## Work task
Print each entry in full, word for word, with no pictures in the result.

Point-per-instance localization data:
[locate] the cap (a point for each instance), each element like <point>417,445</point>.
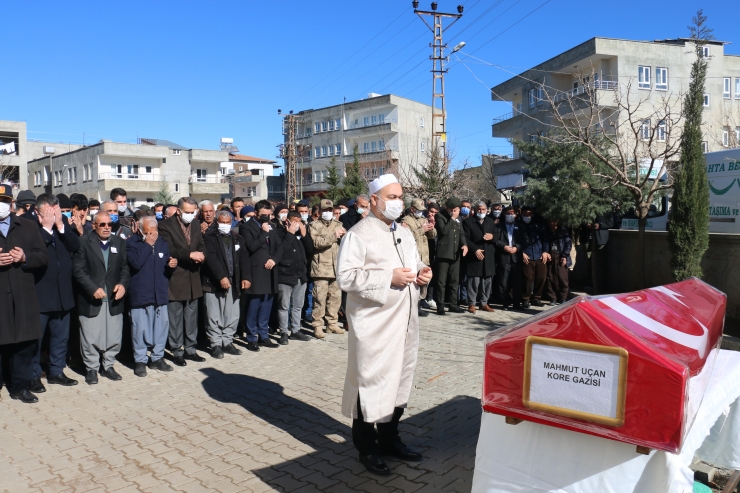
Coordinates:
<point>453,202</point>
<point>6,191</point>
<point>381,182</point>
<point>418,204</point>
<point>64,201</point>
<point>25,197</point>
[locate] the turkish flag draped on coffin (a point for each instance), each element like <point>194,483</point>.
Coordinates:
<point>631,367</point>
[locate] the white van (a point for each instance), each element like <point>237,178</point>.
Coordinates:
<point>723,172</point>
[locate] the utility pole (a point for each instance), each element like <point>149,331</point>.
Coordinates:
<point>439,128</point>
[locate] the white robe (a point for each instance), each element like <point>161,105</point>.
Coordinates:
<point>383,320</point>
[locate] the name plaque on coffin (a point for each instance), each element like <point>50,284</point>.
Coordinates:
<point>575,380</point>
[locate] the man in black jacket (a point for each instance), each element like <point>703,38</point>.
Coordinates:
<point>22,252</point>
<point>54,290</point>
<point>226,272</point>
<point>510,243</point>
<point>292,277</point>
<point>102,275</point>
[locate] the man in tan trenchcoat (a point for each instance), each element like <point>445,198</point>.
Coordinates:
<point>326,233</point>
<point>380,270</point>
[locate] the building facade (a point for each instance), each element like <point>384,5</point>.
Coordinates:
<point>647,71</point>
<point>391,134</point>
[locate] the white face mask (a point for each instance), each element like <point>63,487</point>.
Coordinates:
<point>188,218</point>
<point>393,208</point>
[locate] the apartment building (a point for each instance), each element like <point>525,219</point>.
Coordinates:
<point>143,169</point>
<point>392,135</point>
<point>654,69</point>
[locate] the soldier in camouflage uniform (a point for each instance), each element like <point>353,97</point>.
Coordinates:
<point>326,233</point>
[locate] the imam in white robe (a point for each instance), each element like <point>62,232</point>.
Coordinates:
<point>383,320</point>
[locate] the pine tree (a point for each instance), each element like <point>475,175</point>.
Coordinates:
<point>354,183</point>
<point>335,192</point>
<point>688,230</point>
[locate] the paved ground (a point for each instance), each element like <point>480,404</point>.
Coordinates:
<point>258,422</point>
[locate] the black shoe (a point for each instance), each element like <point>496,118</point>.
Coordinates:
<point>267,343</point>
<point>91,377</point>
<point>61,379</point>
<point>195,357</point>
<point>36,386</point>
<point>299,336</point>
<point>160,365</point>
<point>24,396</point>
<point>111,374</point>
<point>375,464</point>
<point>230,349</point>
<point>399,450</point>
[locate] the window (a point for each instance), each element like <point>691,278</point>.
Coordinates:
<point>645,130</point>
<point>661,78</point>
<point>661,131</point>
<point>643,77</point>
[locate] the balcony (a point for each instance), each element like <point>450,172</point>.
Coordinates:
<point>134,182</point>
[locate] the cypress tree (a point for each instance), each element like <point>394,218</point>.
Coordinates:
<point>688,230</point>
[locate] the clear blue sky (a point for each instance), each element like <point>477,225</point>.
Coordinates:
<point>193,72</point>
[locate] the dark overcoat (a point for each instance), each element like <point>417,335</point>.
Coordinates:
<point>474,232</point>
<point>19,307</point>
<point>185,281</point>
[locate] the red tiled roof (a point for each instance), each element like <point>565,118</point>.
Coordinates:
<point>251,159</point>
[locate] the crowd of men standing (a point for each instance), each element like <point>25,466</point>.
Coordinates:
<point>166,274</point>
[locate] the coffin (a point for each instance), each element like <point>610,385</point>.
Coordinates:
<point>631,367</point>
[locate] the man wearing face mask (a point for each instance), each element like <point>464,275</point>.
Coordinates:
<point>535,256</point>
<point>380,269</point>
<point>423,232</point>
<point>23,255</point>
<point>119,229</point>
<point>510,242</point>
<point>451,247</point>
<point>357,212</point>
<point>185,241</point>
<point>326,234</point>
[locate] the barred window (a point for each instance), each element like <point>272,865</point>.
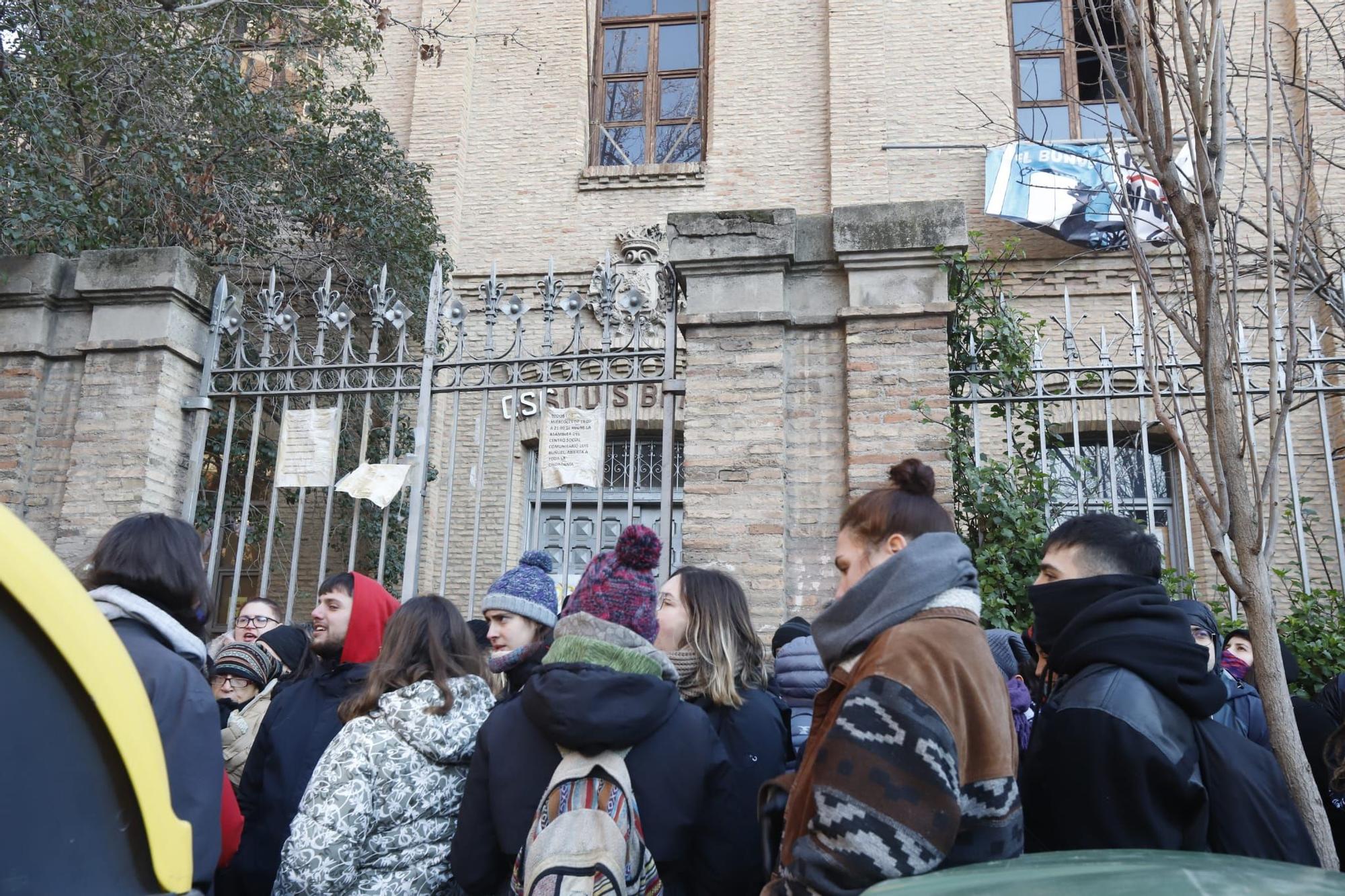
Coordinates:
<point>1061,84</point>
<point>1082,482</point>
<point>650,83</point>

## Answer space
[locate] the cap (a point for each instance), each element like <point>417,445</point>.
Coordinates:
<point>453,202</point>
<point>6,191</point>
<point>381,182</point>
<point>418,204</point>
<point>64,201</point>
<point>25,197</point>
[locate] the turkish flag draped on coffin (a point for each instance), each element like <point>194,483</point>.
Coordinates:
<point>631,367</point>
[locate] the white van (a point for each instance), each element like <point>237,178</point>.
Coordinates:
<point>723,172</point>
[locate] the utility pole (a point for each instance), each element like <point>149,331</point>.
Coordinates:
<point>439,128</point>
[locate] the white robe (a point for each instance), each element like <point>161,105</point>.
Coordinates:
<point>383,320</point>
[locate] the name plaque on coffin (a point for each instance), each element like <point>50,284</point>.
Coordinates:
<point>575,380</point>
[locate] the man in black jacket (a point for each instance), each element like <point>703,38</point>.
Coordinates:
<point>22,252</point>
<point>54,290</point>
<point>226,272</point>
<point>510,243</point>
<point>292,277</point>
<point>102,275</point>
[locate] the man in tan trenchcoat (a point for each instance), each element like <point>445,198</point>.
Coordinates:
<point>326,233</point>
<point>380,270</point>
[locate] the building facade (a point for each instance), each element like <point>384,5</point>.
Coordinates:
<point>647,71</point>
<point>391,134</point>
[locate] the white face mask (a point for each instance), each element like <point>63,487</point>.
Coordinates:
<point>188,218</point>
<point>393,208</point>
[locate] the apartment building (a point for each instance), each element like <point>525,219</point>.
Coordinates:
<point>143,169</point>
<point>392,135</point>
<point>654,69</point>
[locate] the soldier in camouflage uniform (a point for each instance), each element like <point>353,97</point>.
Coordinates:
<point>326,233</point>
[locate] the imam in white robe (a point for each instance), each element like <point>62,232</point>.
Coordinates:
<point>383,320</point>
[locate] the pine tree (a point for each instance), each element like <point>475,175</point>.
Coordinates:
<point>354,183</point>
<point>335,192</point>
<point>688,230</point>
[locate] the paved ground (a point for each instance), each element like <point>480,404</point>.
Coordinates:
<point>258,422</point>
[locate] the black shoe (a point for each instance), each element like <point>496,118</point>.
Coordinates:
<point>267,343</point>
<point>91,377</point>
<point>61,379</point>
<point>195,357</point>
<point>36,386</point>
<point>299,336</point>
<point>160,365</point>
<point>24,396</point>
<point>111,374</point>
<point>375,464</point>
<point>230,349</point>
<point>399,450</point>
[locate] the window (a point for each instance), each element like <point>691,278</point>.
Coordinates:
<point>645,130</point>
<point>661,78</point>
<point>661,131</point>
<point>643,77</point>
[locate] the balcony (a point for each instance), each element like <point>450,172</point>.
Coordinates:
<point>134,182</point>
[locate] the cypress tree (a point for each instance), each element like <point>394,218</point>.
Coordinates:
<point>688,230</point>
[locate] the clear blue sky (a point for each instance), each element like <point>477,225</point>.
Coordinates:
<point>193,72</point>
[locate] the dark overcoat (a point for each instance), each element like <point>417,335</point>.
Coordinates:
<point>474,232</point>
<point>19,307</point>
<point>185,281</point>
[locate] the red tiled roof (a point for each instance), each element like <point>565,118</point>.
Coordinates:
<point>251,159</point>
[locate] the crowd of men standing (a point for each instance), each element like <point>25,466</point>.
Coordinates:
<point>166,274</point>
[locate] the coffin (a point for each instance), each element like <point>610,385</point>.
Coordinates:
<point>631,367</point>
[locate] the man wearing face mask (a point for each instance), each element like <point>464,275</point>.
Coordinates:
<point>535,256</point>
<point>380,269</point>
<point>423,232</point>
<point>23,255</point>
<point>119,229</point>
<point>510,242</point>
<point>451,247</point>
<point>357,212</point>
<point>185,241</point>
<point>326,234</point>
[locate] the barred window (a point for each instance), each element like <point>272,865</point>.
Coordinates:
<point>1061,84</point>
<point>1082,482</point>
<point>650,83</point>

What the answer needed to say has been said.